[Instructions to follow] Be exact. Print each record as it stands.

Entries shown below:

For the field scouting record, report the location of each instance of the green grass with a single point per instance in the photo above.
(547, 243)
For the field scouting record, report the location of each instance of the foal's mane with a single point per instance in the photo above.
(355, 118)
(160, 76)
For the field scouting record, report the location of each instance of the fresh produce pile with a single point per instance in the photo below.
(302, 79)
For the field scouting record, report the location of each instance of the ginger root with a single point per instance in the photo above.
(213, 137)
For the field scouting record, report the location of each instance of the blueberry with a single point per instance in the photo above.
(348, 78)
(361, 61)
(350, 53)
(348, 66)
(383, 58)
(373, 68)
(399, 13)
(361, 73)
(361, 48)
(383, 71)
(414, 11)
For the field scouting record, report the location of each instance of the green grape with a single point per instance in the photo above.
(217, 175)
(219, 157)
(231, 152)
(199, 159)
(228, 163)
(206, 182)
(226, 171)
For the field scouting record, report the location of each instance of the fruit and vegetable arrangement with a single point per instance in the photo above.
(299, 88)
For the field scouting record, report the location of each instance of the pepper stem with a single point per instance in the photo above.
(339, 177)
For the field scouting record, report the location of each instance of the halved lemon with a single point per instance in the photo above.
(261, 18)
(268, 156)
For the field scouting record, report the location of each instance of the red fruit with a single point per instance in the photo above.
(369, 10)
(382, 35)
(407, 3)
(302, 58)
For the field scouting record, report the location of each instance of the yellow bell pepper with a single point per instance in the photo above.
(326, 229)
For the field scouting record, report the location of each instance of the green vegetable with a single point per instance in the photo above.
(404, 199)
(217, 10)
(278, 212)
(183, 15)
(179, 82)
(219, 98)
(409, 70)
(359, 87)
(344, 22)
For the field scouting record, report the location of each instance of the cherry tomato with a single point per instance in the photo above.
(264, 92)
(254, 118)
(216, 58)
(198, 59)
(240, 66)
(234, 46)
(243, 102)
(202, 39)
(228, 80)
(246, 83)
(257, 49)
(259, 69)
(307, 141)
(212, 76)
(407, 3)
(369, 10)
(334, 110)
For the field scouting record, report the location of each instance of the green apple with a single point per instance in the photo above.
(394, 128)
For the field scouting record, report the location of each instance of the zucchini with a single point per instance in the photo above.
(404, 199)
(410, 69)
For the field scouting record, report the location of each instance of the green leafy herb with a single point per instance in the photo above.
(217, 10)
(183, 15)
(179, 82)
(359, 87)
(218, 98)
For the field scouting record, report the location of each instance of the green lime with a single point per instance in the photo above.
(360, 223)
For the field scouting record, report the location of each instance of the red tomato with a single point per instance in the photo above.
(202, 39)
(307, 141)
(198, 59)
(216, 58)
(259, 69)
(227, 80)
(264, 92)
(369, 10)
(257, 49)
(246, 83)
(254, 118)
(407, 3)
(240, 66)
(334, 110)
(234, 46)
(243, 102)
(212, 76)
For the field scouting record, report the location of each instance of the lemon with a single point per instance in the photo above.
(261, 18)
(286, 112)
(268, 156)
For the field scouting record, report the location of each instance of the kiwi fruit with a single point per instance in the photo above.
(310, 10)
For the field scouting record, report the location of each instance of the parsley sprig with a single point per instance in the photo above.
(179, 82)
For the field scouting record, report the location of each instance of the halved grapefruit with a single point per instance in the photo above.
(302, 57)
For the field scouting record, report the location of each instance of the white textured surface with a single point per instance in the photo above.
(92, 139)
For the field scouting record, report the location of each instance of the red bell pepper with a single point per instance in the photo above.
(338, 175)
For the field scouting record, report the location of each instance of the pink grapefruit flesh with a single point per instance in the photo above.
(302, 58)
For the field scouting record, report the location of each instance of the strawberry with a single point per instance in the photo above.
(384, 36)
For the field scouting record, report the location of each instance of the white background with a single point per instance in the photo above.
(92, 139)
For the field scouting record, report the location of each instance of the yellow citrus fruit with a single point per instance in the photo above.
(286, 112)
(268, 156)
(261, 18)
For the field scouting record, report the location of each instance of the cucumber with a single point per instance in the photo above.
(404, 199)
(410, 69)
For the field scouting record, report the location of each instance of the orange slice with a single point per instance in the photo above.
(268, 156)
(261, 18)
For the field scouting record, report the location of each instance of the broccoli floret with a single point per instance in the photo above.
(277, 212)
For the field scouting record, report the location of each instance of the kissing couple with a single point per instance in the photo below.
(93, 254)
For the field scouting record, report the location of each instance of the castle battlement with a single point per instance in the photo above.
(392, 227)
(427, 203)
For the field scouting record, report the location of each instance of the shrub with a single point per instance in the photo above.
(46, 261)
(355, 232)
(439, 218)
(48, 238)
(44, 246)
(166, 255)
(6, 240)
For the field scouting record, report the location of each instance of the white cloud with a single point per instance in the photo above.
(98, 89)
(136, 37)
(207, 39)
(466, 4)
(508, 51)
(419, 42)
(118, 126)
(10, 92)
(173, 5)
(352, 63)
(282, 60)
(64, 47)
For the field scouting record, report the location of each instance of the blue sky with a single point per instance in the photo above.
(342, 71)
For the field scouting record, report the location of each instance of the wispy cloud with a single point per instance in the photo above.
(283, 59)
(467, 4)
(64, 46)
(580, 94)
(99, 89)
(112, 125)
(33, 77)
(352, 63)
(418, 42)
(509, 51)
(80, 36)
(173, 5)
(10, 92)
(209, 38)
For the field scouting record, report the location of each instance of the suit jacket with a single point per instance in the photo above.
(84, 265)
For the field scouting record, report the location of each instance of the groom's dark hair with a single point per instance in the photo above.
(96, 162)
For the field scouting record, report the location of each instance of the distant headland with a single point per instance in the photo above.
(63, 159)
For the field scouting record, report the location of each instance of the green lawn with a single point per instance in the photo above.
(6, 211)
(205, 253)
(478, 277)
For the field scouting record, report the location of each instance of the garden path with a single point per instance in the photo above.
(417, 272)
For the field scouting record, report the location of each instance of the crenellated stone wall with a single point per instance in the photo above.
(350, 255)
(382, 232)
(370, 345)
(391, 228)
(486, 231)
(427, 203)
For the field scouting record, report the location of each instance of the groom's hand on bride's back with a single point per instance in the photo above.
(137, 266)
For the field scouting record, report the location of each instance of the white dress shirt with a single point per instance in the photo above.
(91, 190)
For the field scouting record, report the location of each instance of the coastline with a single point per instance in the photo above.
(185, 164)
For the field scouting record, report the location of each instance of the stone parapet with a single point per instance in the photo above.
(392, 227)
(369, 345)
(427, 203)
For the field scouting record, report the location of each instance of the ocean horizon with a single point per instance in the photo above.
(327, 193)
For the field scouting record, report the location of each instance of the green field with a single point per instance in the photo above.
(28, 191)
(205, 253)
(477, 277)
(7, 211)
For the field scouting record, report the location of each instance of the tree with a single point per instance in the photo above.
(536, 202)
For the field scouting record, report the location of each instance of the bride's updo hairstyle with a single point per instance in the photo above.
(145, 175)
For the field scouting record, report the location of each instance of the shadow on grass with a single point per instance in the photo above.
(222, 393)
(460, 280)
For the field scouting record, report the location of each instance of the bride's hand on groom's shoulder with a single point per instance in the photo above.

End of Entries shown.

[Result below]
For the field scouting record, report the location of each instance of the green grass with a single point per instance in the photo above.
(547, 243)
For the field scouting record, report the location of each instance of the foal's mane with a single point per instance in the photo above.
(355, 118)
(160, 76)
For the field scouting record, report the location of each instance of the fresh produce pile with a single point per instance in the photo below.
(302, 79)
For the field scouting record, report the location of each instance of the ginger root with a single point per instance in the photo above.
(213, 137)
For the field scouting record, report the location of each instance of the blueberry with a single point per instance in the photo above.
(348, 78)
(361, 61)
(350, 53)
(348, 66)
(383, 58)
(373, 68)
(399, 13)
(361, 73)
(361, 48)
(383, 71)
(414, 11)
For the field scouting record, report the location of each instance of the green grape with a single point per instance in the photo above.
(217, 175)
(219, 157)
(231, 152)
(199, 159)
(228, 163)
(206, 182)
(226, 171)
For the field scouting record, report the location of each instance of the fruit and vegetable arrangement with a single point per instance in the photo above.
(299, 88)
For the field scouting record, report the location of each instance of the pepper stem with a single point per instance in the photo above.
(339, 177)
For the field scouting record, report the location of each instance of the halved lemon with a single point per instance in the photo above.
(261, 18)
(268, 156)
For the field scouting record, report the location of each instance of the red fruit with a single point per instance in the photo above.
(369, 10)
(382, 35)
(407, 3)
(302, 58)
For the field scouting record, report the location of each instance of the yellow bell pepper with a single point per instance in the photo above.
(326, 229)
For the field scouting record, report the location of each instance of the green vegetable with a single point per instance in the photo above.
(404, 199)
(217, 10)
(278, 212)
(183, 15)
(179, 82)
(219, 98)
(409, 70)
(359, 87)
(344, 22)
For the field scouting record, report the location of each instance of the cherry tomato with a single point per instance in the photo above.
(264, 92)
(254, 118)
(216, 58)
(198, 59)
(240, 66)
(234, 46)
(243, 102)
(202, 39)
(228, 80)
(246, 83)
(257, 49)
(259, 69)
(307, 141)
(212, 76)
(407, 3)
(369, 10)
(334, 110)
For the field scouting record, report the location of each instance of the green apple with a single point per instance in the photo above.
(394, 128)
For the field scouting record, report the location of each instance of the zucchini with a single point per instance in the photo above.
(404, 199)
(410, 69)
For the field scouting record, report the location of each instance of the green leafy herb with a single point per instance in the photo above.
(217, 10)
(183, 15)
(179, 82)
(359, 87)
(218, 98)
For the field scouting record, report the location of each instance of the green lime with a single point per instance in the photo above.
(360, 223)
For the field scouting record, report the location of each instance of the red tomato with a single point per instance in the photo above.
(202, 39)
(307, 141)
(198, 59)
(216, 58)
(259, 69)
(227, 80)
(264, 92)
(369, 10)
(257, 49)
(246, 83)
(254, 118)
(407, 3)
(240, 66)
(334, 110)
(234, 46)
(243, 102)
(212, 76)
For the field scouting record, report the location of each instance of the lemon with a single point per instance in the photo above.
(261, 18)
(286, 112)
(268, 156)
For the field scouting record, report the location of each instance of the kiwi fruit with a single point per instance in the photo above.
(310, 10)
For the field scouting record, report the location of each instance of the parsley sprig with a single point per instance in the photo above.
(179, 82)
For the field scouting record, report the location of each instance of the halved grapefruit with a single point per instance in the photo above.
(302, 57)
For the field scouting record, report the location of each instance of the white textured surface with a single point per instance in the photo above.
(92, 139)
For the field scouting record, report the location of each instance of the red bell pepper with a single point per instance in the photo above.
(338, 175)
For the field scouting record, report the location of each instance of the pink grapefruit flesh with a single point per instance in the photo above.
(302, 58)
For the field scouting record, report the location of each instance of the strawberry with a single point per instance in the photo above.
(384, 36)
For the field scouting record, report the location of each instance of the white background with a single point per instance in the photo above.
(92, 139)
For the field scouting record, report the location of each instance of the yellow citrus fruit with a single point per instance in the photo above.
(286, 112)
(268, 156)
(261, 18)
For the field scouting record, report the location of each instance of the cucumber with a single point per instance in the photo above.
(404, 199)
(410, 69)
For the field scouting record, report the location of each instance of the orange slice with a single point per instance in the photo above.
(268, 156)
(261, 18)
For the field scouting record, report the location of each instance of the broccoli floret with a single point per instance in the photo above.
(277, 212)
For the field scouting record, report the location of each instance of the kissing couple with a single point per instance in the photo below.
(93, 254)
For the field scouting record, report the location of each instance of the castle battlement with a single point per instance in the photo above.
(392, 227)
(427, 203)
For the field scouting record, report the location of each instance of the shrub with a single point per instance in the photo above.
(46, 261)
(355, 232)
(439, 218)
(48, 238)
(44, 246)
(166, 255)
(6, 240)
For the field scouting record, report the location of each instance of the white cloud with a single point per instance in the photo above.
(98, 89)
(136, 37)
(207, 39)
(466, 4)
(508, 51)
(419, 42)
(118, 126)
(10, 92)
(173, 5)
(352, 63)
(282, 60)
(64, 47)
For the field scouting record, report the location of each instance of the blue sky with a single point per instance in the photo above.
(342, 71)
For the field scouting record, report the location of each instance of the wispy cloud with a single point per instance in the photo above.
(283, 59)
(467, 4)
(64, 46)
(580, 94)
(99, 89)
(112, 125)
(33, 77)
(352, 63)
(418, 42)
(509, 51)
(80, 36)
(173, 5)
(10, 92)
(209, 38)
For the field scouting record, report the location of each instance of the suit jacket with a single point per instance in the photo above.
(84, 265)
For the field scouting record, report the location of each instance of the groom's dark hair with a single point per instance in the photo above.
(96, 162)
For the field scouting record, report the location of each instance of the distant headland with a single point per instance in the photo above.
(63, 159)
For the field scouting record, report the location of each instance of the green lawn with a single point per instance in the photo above.
(6, 211)
(205, 253)
(478, 277)
For the field scouting record, report the location of each instance of the garden path with a single point per instance in the photo above.
(417, 272)
For the field scouting record, report the location of each instance of the crenellated stone wall with a single point per instance in the photo above.
(350, 255)
(382, 232)
(370, 345)
(391, 228)
(486, 231)
(427, 203)
For the field scouting record, report the location of each instance of the groom's hand on bride's back with a single point per instance in the photo above.
(137, 266)
For the field scouting record, report the location of each instance of the white dress shirt with a single point per instance in the photo above.
(91, 190)
For the field scouting record, report the location of each instance of the coastline with a single point per instance in the photo above.
(185, 164)
For the field scouting record, report the location of each instance of the stone parapet with a single point per instance in the photo above.
(392, 227)
(369, 345)
(427, 203)
For the field scouting record, report the location of each instance of the ocean horizon with a single point per instance in the photo above.
(327, 193)
For the field scouting record, report the location of each instance of the green field with a single point per instance in the photo above.
(28, 191)
(205, 253)
(477, 277)
(7, 211)
For the field scouting record, report the location of each instance of the tree with a single point per instance in the photo above.
(536, 202)
For the field scouting record, report the location of each instance of the bride's updo hairstyle with a single point per instance in the photo above.
(145, 175)
For the field scouting record, report the location of each instance of the shadow on grass with a single point per instance in the photo above.
(222, 393)
(460, 280)
For the field scouting record, report the location of each instance of the bride's hand on groom's shoulder with a single point per instance in the photo above.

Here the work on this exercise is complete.